◆ **Directions for this task**: Print the data exactly, leaving nothing out.

Lines of data:
>> Start

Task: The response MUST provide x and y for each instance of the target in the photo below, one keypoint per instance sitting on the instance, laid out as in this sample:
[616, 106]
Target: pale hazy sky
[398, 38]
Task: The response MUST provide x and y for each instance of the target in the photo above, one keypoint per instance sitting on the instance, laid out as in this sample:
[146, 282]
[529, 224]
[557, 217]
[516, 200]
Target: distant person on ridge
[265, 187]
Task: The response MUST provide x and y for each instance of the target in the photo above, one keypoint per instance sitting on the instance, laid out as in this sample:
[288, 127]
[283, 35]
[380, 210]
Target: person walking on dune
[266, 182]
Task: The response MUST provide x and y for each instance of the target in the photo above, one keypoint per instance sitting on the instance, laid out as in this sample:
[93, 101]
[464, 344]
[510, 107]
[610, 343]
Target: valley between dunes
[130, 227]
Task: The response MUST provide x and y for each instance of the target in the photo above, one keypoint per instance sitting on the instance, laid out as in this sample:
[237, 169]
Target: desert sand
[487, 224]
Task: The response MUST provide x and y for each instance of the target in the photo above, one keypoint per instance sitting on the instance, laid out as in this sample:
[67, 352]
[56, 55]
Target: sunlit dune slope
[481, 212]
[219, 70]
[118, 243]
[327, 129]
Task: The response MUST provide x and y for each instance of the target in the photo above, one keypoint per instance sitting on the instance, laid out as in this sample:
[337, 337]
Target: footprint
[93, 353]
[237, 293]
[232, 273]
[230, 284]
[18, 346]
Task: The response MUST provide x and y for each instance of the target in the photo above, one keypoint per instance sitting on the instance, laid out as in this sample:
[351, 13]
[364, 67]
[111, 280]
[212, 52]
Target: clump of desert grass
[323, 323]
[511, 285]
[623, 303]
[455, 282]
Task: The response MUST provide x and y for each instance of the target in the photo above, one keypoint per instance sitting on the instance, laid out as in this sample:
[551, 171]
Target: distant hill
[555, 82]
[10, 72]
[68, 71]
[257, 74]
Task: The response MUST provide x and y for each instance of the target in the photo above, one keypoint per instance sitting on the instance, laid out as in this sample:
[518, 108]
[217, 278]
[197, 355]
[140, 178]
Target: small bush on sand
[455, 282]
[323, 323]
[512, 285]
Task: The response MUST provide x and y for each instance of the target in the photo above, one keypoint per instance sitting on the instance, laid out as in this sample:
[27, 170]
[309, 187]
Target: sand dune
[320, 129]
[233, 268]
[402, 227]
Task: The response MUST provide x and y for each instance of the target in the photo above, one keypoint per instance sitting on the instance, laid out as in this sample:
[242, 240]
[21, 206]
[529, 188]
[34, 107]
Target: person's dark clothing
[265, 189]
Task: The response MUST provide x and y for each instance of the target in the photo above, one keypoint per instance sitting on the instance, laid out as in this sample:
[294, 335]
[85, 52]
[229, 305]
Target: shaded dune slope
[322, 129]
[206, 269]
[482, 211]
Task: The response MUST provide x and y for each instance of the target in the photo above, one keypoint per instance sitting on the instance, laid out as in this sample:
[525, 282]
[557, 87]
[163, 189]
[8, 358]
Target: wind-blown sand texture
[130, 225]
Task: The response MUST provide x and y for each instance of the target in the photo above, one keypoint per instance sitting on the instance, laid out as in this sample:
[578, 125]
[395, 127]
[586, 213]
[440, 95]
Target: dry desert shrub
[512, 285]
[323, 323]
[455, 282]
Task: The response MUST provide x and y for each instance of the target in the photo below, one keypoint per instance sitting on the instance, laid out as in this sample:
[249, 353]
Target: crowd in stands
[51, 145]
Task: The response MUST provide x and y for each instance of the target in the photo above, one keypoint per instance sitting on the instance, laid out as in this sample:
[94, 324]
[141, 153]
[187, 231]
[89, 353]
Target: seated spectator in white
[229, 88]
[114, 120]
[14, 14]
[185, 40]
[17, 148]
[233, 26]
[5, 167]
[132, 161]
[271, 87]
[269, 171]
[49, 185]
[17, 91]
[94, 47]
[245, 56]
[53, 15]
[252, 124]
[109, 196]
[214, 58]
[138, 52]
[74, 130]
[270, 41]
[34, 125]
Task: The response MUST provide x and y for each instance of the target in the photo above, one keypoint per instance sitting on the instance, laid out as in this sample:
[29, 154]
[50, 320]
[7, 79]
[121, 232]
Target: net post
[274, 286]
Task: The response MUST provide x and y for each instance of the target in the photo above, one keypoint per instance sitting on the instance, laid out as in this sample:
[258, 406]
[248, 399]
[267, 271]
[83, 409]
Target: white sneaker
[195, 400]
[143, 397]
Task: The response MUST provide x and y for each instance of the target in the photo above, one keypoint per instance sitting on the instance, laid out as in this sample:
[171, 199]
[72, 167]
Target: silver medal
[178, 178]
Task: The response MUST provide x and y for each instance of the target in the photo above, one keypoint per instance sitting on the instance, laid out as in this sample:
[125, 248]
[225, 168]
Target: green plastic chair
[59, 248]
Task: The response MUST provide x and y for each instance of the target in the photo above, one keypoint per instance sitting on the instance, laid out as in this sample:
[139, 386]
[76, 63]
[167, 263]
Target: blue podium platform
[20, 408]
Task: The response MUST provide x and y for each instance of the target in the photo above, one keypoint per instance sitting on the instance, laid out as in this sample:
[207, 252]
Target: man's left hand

>> End

◆ **Problem solution**:
Task: The response MUST provide x and y for each instance of the target in the photo below, one keypoint per instance sitting on the instance, laid out as in this sample:
[616, 106]
Target: pale hazy sky
[398, 38]
Task: The response MUST provide x and y for each instance of the target in the photo above, one keypoint per instance sitting on the instance, laid out as in this sample:
[146, 282]
[529, 224]
[557, 217]
[516, 200]
Target: distant person on ridge
[265, 187]
Task: The response MUST provide x and y for each instance of the target in the photo above, one keypoint per instance sitting on the instance, laid out as in this sample:
[288, 127]
[283, 35]
[380, 210]
Target: person walking on dune
[266, 182]
Task: The response MUST provide x and y for each instance of the target in the photo above, one keypoint per instance sitting on the instance, laid out as in this sample:
[93, 101]
[464, 344]
[510, 107]
[610, 343]
Target: valley between dunes
[130, 227]
Task: The response MUST provide x and y for each instance of the target in the photo above, one keypoint per instance sitting on the instance, laid out as in this sample:
[237, 169]
Target: desert sand
[487, 224]
Task: The response MUST provide x and y for each instance of the target in the photo above, one keypoint per instance sitting on the instance, laid out as in this sample:
[67, 352]
[56, 55]
Target: sunlit dune slope
[481, 212]
[219, 70]
[118, 243]
[327, 129]
Task: The response MUST provide x and y for each instance of the target in the photo above, one keypoint per instance sitting on the instance, laid out as in this sample:
[337, 337]
Target: footprint
[93, 353]
[237, 293]
[232, 273]
[230, 284]
[18, 346]
Task: The response MUST provide x and y for each instance of the target in the photo above, one keypoint per instance sitting on the instance, laid out as in this sample:
[351, 13]
[364, 67]
[111, 280]
[212, 52]
Target: clump of desert grass
[323, 323]
[511, 285]
[623, 303]
[455, 282]
Task: The response MUST provide x and y for each instance of the target in the photo above, one keypoint per instance sitting on the instance, laid out as in this sample:
[551, 171]
Target: distant hill
[555, 82]
[10, 72]
[68, 71]
[257, 74]
Task: The response MUST provide x and y for each instance of the target in the photo above, one keypoint per instance sitting on the instance, laid out as in this sample:
[518, 108]
[217, 278]
[197, 355]
[140, 178]
Target: small bush on sand
[455, 282]
[323, 323]
[512, 285]
Task: The response MUST provide x and y for each instance of the target in the photo above, one keypoint per instance sitting on the instance, laid out as in this sample:
[27, 170]
[309, 187]
Target: sand dune
[320, 129]
[233, 268]
[402, 227]
Task: The response MUST provide x and y for each instance of the target in the photo above, one keypoint per instance sitting on the instance, laid out as in this sample:
[242, 240]
[21, 206]
[529, 188]
[34, 107]
Target: person's dark clothing
[265, 189]
Task: The response MUST provide x and y for each instance of the target in the photo above, one keypoint per instance sitting on the instance, laid out as in this sample:
[294, 335]
[85, 52]
[229, 305]
Target: shaded dune slope
[322, 129]
[206, 269]
[482, 211]
Task: The response MUST provide x and y for each instance of the target in the photo above, one keypoint per instance sitting on the instance, laid out as in this sample:
[525, 282]
[557, 87]
[163, 189]
[8, 358]
Target: wind-blown sand texture
[130, 225]
Task: The response MUST provide x and y for each instance of the target in the photo above, one keypoint per instance sitting on the instance, laid out as in this sample:
[578, 125]
[395, 127]
[586, 213]
[440, 95]
Target: dry desert shrub
[512, 285]
[323, 323]
[455, 282]
Task: The response MUST provide x and y for each instance of the target in the photo below, one keypoint per instance sitting on the instance, laid out as in this sample:
[249, 353]
Target: crowd in stands
[51, 145]
Task: The response MUST provide x and y for each instance of the target in the photo above, one keypoint per instance sitting on the instance, laid out as in this sample:
[94, 324]
[141, 153]
[187, 231]
[89, 353]
Target: seated spectator in white
[229, 88]
[114, 120]
[14, 14]
[185, 40]
[17, 148]
[233, 26]
[5, 167]
[132, 161]
[271, 87]
[269, 171]
[49, 185]
[17, 91]
[94, 47]
[245, 56]
[53, 15]
[252, 124]
[109, 196]
[214, 58]
[138, 52]
[74, 130]
[270, 41]
[34, 125]
Task: The response MUST provide x and y for each instance of the target in the photo above, one keypoint per instance sitting on the instance, laid out as in this sample:
[29, 154]
[50, 320]
[7, 79]
[121, 232]
Target: net post
[274, 286]
Task: The response MUST provide x and y for each instance of the target in the photo above, one keypoint per instance sitting on the instance, laid out as in this sample:
[258, 406]
[248, 399]
[267, 271]
[83, 409]
Target: white sneaker
[195, 400]
[143, 397]
Task: The response MUST provide x and y for each instance of the target in the photo above, one keypoint per instance sitting on the instance, laid out as in this sample:
[171, 199]
[72, 167]
Target: silver medal
[178, 178]
Task: The response MUST provide x and y for each instance of the target in the photo above, one keypoint per instance sitting on the instance, laid out as in this sample:
[125, 248]
[225, 168]
Target: green plastic chair
[59, 248]
Task: The response MUST provide x and y for each instance of the target in the photo above, one keypoint per instance sitting on the instance, laid out as in this sample:
[139, 386]
[76, 63]
[167, 263]
Target: blue podium platform
[20, 408]
Task: The response MUST provide x and y for each instance of the target in the photo above, one keypoint per instance sitting on the instance, laid out as in this sample:
[207, 252]
Target: man's left hand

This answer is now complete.